(Location identification items)
++++++

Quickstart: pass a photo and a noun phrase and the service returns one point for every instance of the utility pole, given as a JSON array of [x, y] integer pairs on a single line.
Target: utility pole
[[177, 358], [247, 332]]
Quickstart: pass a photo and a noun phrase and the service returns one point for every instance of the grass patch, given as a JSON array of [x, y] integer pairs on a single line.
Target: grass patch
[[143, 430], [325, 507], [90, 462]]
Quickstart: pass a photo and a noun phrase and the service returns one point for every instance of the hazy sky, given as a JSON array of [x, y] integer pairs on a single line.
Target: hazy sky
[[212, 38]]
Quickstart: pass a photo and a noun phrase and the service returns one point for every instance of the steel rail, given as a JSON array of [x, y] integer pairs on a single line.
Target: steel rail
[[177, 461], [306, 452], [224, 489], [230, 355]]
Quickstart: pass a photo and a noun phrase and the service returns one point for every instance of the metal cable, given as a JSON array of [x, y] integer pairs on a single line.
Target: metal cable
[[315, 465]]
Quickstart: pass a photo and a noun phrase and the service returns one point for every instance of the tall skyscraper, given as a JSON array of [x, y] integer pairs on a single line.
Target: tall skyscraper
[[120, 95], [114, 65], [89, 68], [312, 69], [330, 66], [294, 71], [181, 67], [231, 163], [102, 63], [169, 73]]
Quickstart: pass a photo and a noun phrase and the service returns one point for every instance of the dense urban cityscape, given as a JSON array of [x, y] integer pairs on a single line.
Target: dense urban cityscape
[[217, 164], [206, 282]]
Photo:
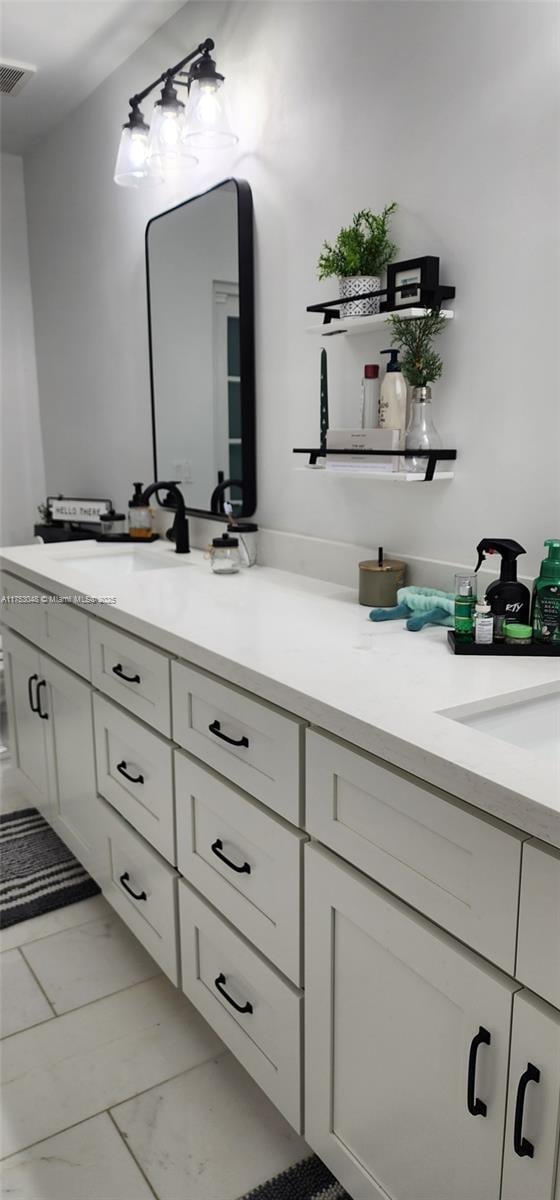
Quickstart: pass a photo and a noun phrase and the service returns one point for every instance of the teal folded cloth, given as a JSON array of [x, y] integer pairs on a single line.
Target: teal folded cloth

++++++

• [Problem description]
Reproduce all of the data above word for word, omitting the pictures.

• [Solution]
Quickstart: pass a photo and a noun phrase and the service returns one point for every instance of the utility pole, given as a JSON array of [x, y] integer pairs on a single line.
Target: utility pole
[[177, 358], [247, 332]]
Quickstart: pass a photo and a noun phrase and the service returns one point for every instance of the grass patch, given as a JSON array of [x, y] integer pairs on a single line.
Target: grass patch
[[143, 430], [325, 507], [90, 462]]
Quickstart: pass a photo and a noun phrase and the service returns one point for every instance of the hazy sky, given as a JSON array of [x, y] integer pairs on a single line.
Target: hazy sky
[[212, 38]]
Quickstart: pass a photo and a noun phrase and the service returns one point for every instance of the steel rail, given as a JSON array of [x, y] integer pairs on a single line.
Target: steel rail
[[177, 461], [306, 452], [224, 489], [230, 355]]
Quickstart: pass a photo and a noun phrase and the service returns one point for every instance of the metal cable, given as a JSON array of [x, y] integer pairs on a single line.
Target: metal cable
[[315, 465]]
Quickstart: pass a photo and a noun phrase and the service returns one point for every instance of the tall skyscraper, given as a JSON array of [x, y] integer pairs on a single line.
Target: tall skyscraper
[[120, 95], [114, 65], [89, 68], [312, 69], [330, 66], [294, 71], [181, 67], [231, 163], [102, 63], [169, 73]]
Quickstart: pass a photo and a noun phrase and the service returns one point for every instance of the dense urban cityscape, given as a JSON array of [x, y] integer pairs on a single line.
Target: dense urban cityscape
[[217, 164], [206, 282]]
Photo:
Quickstart: pass a photo and a noun phrase and the service returns one point for every instance of the teal folded cloth, given as a JSON array of [x, y] integer pairs on a single line.
Target: teal folded cloth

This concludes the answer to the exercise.